Image point grounding data
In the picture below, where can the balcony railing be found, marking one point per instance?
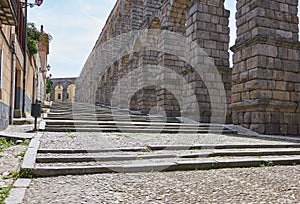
(8, 12)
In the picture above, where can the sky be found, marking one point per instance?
(75, 26)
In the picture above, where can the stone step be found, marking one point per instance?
(138, 130)
(209, 163)
(174, 155)
(112, 122)
(171, 147)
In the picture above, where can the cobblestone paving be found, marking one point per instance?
(10, 162)
(278, 184)
(241, 185)
(113, 140)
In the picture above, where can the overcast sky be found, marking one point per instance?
(75, 26)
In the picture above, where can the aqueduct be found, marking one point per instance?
(173, 56)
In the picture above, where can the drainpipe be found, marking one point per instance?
(13, 70)
(25, 60)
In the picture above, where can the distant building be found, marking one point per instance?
(63, 90)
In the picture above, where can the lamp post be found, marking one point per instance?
(25, 5)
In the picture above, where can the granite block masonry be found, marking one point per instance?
(137, 64)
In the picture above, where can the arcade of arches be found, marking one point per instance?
(63, 90)
(260, 92)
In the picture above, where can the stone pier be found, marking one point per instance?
(172, 57)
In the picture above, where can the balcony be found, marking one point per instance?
(8, 12)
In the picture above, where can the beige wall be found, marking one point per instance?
(71, 93)
(6, 66)
(58, 90)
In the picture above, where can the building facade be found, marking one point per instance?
(18, 84)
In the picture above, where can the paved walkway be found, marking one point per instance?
(278, 184)
(245, 185)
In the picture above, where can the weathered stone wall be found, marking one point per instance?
(64, 83)
(132, 67)
(266, 76)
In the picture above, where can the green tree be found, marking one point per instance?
(34, 36)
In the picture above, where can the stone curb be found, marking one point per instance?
(205, 154)
(30, 156)
(166, 166)
(250, 134)
(14, 137)
(168, 147)
(17, 194)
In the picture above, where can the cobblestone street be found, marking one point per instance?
(241, 185)
(279, 184)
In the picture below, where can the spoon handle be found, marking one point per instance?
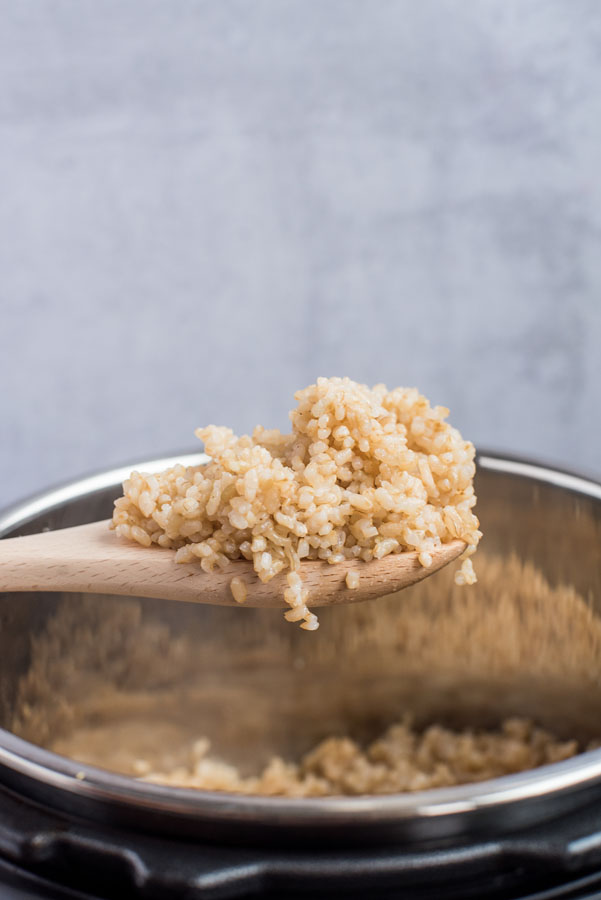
(92, 559)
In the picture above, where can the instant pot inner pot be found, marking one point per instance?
(143, 679)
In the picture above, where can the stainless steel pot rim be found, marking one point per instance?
(43, 767)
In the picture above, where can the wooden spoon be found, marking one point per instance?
(92, 559)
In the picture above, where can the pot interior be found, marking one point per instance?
(142, 680)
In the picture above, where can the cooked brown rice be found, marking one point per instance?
(364, 473)
(402, 759)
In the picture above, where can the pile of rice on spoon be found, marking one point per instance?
(364, 473)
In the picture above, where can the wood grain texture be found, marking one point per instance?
(92, 559)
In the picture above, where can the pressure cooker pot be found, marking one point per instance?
(97, 693)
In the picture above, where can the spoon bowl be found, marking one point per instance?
(92, 559)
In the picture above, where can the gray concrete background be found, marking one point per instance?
(205, 205)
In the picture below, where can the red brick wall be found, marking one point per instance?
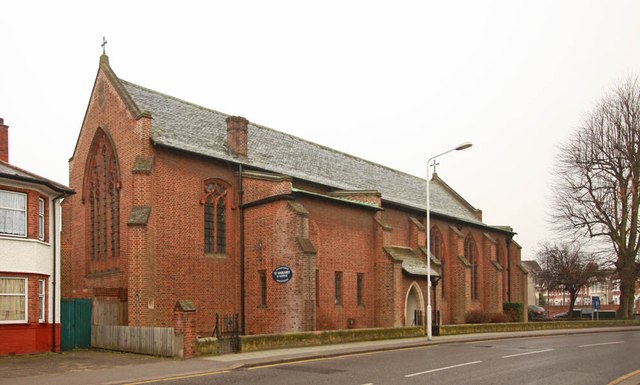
(163, 260)
(344, 239)
(107, 111)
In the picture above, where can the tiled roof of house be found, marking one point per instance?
(10, 171)
(185, 126)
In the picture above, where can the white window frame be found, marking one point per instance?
(41, 219)
(42, 300)
(26, 205)
(26, 301)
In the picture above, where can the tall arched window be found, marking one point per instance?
(102, 193)
(437, 249)
(215, 217)
(471, 255)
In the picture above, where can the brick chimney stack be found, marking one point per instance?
(4, 142)
(237, 134)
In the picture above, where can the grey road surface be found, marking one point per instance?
(583, 359)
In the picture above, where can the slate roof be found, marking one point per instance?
(12, 172)
(185, 126)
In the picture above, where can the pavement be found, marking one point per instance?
(82, 367)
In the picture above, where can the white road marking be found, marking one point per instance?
(527, 353)
(604, 343)
(439, 369)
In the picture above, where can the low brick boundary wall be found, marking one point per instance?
(253, 343)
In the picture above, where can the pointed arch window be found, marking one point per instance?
(215, 217)
(471, 255)
(437, 249)
(102, 191)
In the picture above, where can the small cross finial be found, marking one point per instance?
(434, 165)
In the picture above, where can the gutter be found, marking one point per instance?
(55, 272)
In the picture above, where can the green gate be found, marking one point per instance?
(75, 319)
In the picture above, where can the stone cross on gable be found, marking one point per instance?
(434, 165)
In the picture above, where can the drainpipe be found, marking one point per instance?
(509, 269)
(241, 192)
(55, 272)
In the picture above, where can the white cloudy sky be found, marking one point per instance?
(392, 82)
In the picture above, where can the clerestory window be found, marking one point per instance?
(471, 254)
(215, 218)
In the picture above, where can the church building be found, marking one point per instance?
(175, 201)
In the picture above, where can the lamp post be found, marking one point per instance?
(460, 147)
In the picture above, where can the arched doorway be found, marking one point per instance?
(414, 307)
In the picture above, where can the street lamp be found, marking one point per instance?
(462, 146)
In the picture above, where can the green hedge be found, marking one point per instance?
(515, 310)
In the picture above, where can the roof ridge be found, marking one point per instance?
(262, 126)
(172, 97)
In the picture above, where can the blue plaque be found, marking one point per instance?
(282, 274)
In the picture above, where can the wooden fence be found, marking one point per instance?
(136, 339)
(109, 313)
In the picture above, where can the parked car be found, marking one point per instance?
(564, 314)
(536, 312)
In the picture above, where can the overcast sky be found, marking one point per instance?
(391, 82)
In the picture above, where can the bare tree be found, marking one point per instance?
(566, 267)
(597, 191)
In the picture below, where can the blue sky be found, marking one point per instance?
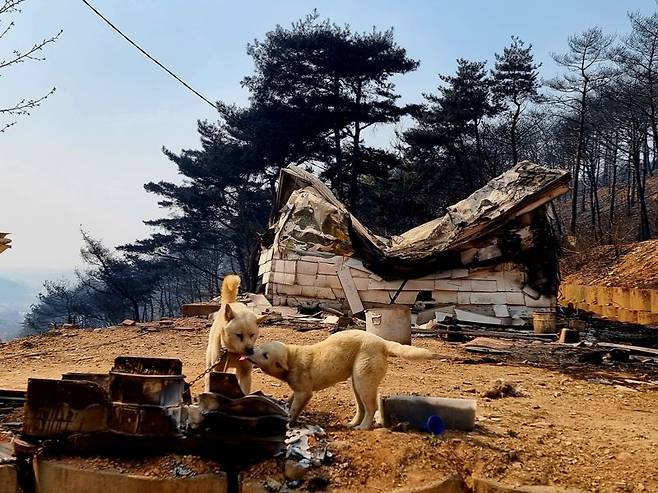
(82, 158)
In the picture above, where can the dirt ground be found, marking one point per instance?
(633, 265)
(571, 428)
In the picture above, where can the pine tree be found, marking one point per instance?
(515, 83)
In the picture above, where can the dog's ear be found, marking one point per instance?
(228, 313)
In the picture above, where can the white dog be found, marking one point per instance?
(235, 328)
(351, 353)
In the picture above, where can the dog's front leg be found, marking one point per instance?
(243, 373)
(299, 401)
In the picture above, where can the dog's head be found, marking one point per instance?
(272, 358)
(240, 332)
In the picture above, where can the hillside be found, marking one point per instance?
(625, 221)
(633, 265)
(15, 297)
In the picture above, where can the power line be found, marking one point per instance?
(149, 56)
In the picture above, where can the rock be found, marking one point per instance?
(318, 483)
(295, 470)
(501, 388)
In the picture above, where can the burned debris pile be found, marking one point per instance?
(143, 406)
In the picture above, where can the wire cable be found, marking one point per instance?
(147, 55)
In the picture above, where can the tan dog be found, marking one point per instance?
(351, 353)
(234, 328)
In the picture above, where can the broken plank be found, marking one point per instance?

• [Work to complete]: Nothing but the lines from the one containing "In the picture above, where can the power" through the last line of the data above should be given again, each exactly as it stands.

• [Solution to this problem]:
In the picture above, where can the power line be found, marking one point per instance?
(149, 56)
In the picture above, where can the rock be found, marking one point per instance?
(318, 483)
(295, 470)
(501, 388)
In the picture above, where can the burned debris pile be found, marking one point per instance?
(143, 406)
In the picture above, where can the wire cable be found, marking one point per instance?
(147, 55)
In the picture above, where can the tan dog be found, marking one point per instance?
(351, 353)
(234, 328)
In the picture above, where can the broken plank be found, marking one point per instance?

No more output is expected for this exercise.